Exercise prompt — Rewrite the lines from the line with "of doorway, farthest" to the line with "x=481 y=272", putting "stone countertop" wherever "white countertop" appears and keeping everything else the same.
---*---
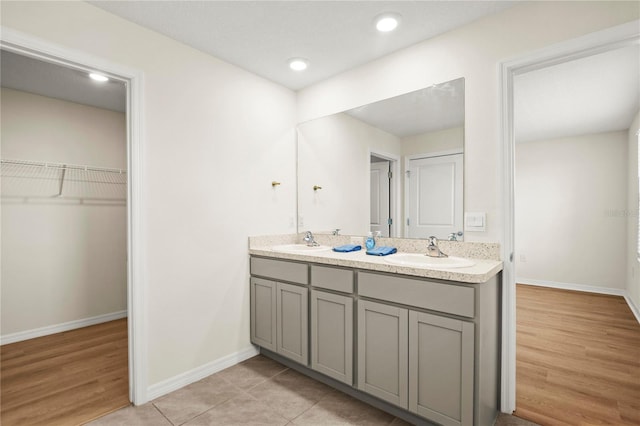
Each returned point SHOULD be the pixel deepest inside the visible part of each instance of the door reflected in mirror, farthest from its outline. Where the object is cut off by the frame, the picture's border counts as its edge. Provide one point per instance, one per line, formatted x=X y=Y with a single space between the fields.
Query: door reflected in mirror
x=394 y=166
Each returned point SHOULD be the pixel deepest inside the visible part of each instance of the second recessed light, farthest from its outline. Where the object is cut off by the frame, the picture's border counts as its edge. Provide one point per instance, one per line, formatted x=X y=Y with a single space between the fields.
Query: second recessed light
x=387 y=22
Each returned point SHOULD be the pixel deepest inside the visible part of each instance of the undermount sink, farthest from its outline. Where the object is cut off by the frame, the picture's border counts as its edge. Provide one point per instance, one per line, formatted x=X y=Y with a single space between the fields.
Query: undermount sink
x=419 y=260
x=300 y=248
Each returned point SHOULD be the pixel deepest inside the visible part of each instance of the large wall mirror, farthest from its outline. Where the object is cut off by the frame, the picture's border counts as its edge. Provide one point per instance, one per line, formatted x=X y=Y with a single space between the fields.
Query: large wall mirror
x=394 y=166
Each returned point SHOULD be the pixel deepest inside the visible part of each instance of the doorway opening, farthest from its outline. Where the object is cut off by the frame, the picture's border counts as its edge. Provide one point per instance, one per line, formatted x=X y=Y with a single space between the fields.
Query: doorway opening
x=592 y=44
x=33 y=48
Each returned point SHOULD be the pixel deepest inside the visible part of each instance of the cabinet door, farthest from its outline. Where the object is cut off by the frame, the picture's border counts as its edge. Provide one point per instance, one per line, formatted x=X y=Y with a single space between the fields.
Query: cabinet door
x=332 y=335
x=382 y=351
x=292 y=322
x=263 y=313
x=441 y=368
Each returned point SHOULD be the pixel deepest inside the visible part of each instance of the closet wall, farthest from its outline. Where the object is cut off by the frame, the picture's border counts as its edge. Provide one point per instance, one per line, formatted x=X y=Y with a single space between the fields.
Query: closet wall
x=63 y=258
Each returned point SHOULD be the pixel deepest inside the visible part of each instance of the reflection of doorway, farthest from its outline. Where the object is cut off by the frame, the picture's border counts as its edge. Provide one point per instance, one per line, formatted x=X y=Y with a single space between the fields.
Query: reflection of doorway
x=434 y=196
x=383 y=193
x=380 y=217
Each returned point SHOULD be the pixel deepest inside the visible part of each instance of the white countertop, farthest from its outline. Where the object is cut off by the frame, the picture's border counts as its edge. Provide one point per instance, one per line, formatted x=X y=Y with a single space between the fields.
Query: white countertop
x=481 y=272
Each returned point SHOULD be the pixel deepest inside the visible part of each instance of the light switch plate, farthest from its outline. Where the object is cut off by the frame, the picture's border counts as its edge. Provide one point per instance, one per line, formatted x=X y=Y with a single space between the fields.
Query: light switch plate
x=475 y=221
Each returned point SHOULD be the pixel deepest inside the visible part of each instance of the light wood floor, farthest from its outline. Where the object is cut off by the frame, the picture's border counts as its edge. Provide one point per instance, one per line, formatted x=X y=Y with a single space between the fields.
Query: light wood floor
x=577 y=358
x=66 y=378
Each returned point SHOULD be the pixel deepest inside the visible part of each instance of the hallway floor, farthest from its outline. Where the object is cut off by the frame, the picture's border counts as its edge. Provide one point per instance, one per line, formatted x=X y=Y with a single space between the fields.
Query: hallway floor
x=258 y=391
x=577 y=358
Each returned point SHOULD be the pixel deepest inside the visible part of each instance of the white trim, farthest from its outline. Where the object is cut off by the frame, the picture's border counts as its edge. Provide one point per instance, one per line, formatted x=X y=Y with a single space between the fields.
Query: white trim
x=183 y=379
x=59 y=328
x=28 y=45
x=573 y=287
x=590 y=44
x=585 y=288
x=432 y=154
x=632 y=305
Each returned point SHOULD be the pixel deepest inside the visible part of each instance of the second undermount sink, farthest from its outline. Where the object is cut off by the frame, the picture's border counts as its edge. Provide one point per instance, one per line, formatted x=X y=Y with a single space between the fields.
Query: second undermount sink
x=419 y=260
x=300 y=248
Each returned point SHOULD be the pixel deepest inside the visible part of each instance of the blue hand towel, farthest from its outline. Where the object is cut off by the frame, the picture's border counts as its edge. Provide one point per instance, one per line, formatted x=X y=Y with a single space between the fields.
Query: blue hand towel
x=382 y=251
x=347 y=248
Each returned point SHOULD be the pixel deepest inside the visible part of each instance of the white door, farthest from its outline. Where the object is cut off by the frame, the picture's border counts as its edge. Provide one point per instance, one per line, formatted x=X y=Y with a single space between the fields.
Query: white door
x=434 y=205
x=380 y=212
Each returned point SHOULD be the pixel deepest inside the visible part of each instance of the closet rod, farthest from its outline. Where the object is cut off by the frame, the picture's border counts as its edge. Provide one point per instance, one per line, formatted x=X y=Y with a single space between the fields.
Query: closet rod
x=61 y=166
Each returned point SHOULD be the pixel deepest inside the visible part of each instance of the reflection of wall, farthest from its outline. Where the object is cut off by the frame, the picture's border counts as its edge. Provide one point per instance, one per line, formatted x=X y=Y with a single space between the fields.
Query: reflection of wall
x=61 y=261
x=473 y=52
x=333 y=152
x=569 y=193
x=442 y=140
x=633 y=266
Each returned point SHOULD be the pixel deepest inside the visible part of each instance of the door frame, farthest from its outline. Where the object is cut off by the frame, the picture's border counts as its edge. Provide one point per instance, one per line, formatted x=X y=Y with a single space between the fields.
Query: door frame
x=394 y=188
x=37 y=48
x=407 y=161
x=598 y=42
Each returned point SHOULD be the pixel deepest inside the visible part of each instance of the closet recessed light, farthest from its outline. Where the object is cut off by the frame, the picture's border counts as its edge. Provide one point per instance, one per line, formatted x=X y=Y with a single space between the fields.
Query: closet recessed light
x=387 y=22
x=98 y=77
x=298 y=64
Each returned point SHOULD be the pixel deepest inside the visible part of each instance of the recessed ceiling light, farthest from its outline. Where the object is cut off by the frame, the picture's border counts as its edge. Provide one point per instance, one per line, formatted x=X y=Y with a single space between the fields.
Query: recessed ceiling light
x=298 y=64
x=98 y=77
x=387 y=22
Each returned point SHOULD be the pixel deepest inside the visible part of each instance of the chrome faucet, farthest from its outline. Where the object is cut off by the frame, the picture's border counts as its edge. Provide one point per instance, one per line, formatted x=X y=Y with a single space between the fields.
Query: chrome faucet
x=454 y=235
x=433 y=250
x=308 y=238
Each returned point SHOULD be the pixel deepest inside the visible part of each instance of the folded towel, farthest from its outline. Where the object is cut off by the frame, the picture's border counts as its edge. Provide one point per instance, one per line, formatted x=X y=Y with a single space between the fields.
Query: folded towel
x=347 y=248
x=381 y=251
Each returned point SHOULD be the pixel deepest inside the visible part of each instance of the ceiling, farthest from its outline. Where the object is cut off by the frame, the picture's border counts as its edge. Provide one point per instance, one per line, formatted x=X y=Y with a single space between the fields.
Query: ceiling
x=335 y=36
x=595 y=94
x=55 y=81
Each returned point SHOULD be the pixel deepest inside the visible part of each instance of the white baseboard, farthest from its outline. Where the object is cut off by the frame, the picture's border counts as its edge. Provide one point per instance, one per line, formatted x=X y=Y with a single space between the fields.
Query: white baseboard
x=199 y=373
x=586 y=288
x=634 y=308
x=59 y=328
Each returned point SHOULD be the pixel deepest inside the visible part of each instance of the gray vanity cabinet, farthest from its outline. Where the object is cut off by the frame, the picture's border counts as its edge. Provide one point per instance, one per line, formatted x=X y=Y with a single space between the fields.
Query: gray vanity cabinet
x=332 y=335
x=382 y=351
x=280 y=311
x=291 y=322
x=425 y=348
x=441 y=356
x=263 y=313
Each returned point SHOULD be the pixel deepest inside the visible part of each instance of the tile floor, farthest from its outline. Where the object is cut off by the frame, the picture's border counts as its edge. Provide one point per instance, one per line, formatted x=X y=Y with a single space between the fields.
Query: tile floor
x=258 y=391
---*---
Correct output —
Each returned point SHOULD be the pixel deepest inside the visible part of each instance of the reflection of doorway, farthest from its outline. Where the object is cut off by the frame, the picture's border counts as its edge. Provide one point per instance, one per line, formatted x=X y=Y with a single space between the fields.
Query: reflection of doorway
x=434 y=196
x=383 y=193
x=380 y=217
Each returned point SHOULD be the pixel deepest inside the visible part of each instance of the stone countertop, farthest from its outline. Where the object is cut off by the frame, the picture's border counts as its edge. Provide one point per instance, one per line, formatted x=X y=Y with a single space between the fields.
Query: stone countertop
x=481 y=272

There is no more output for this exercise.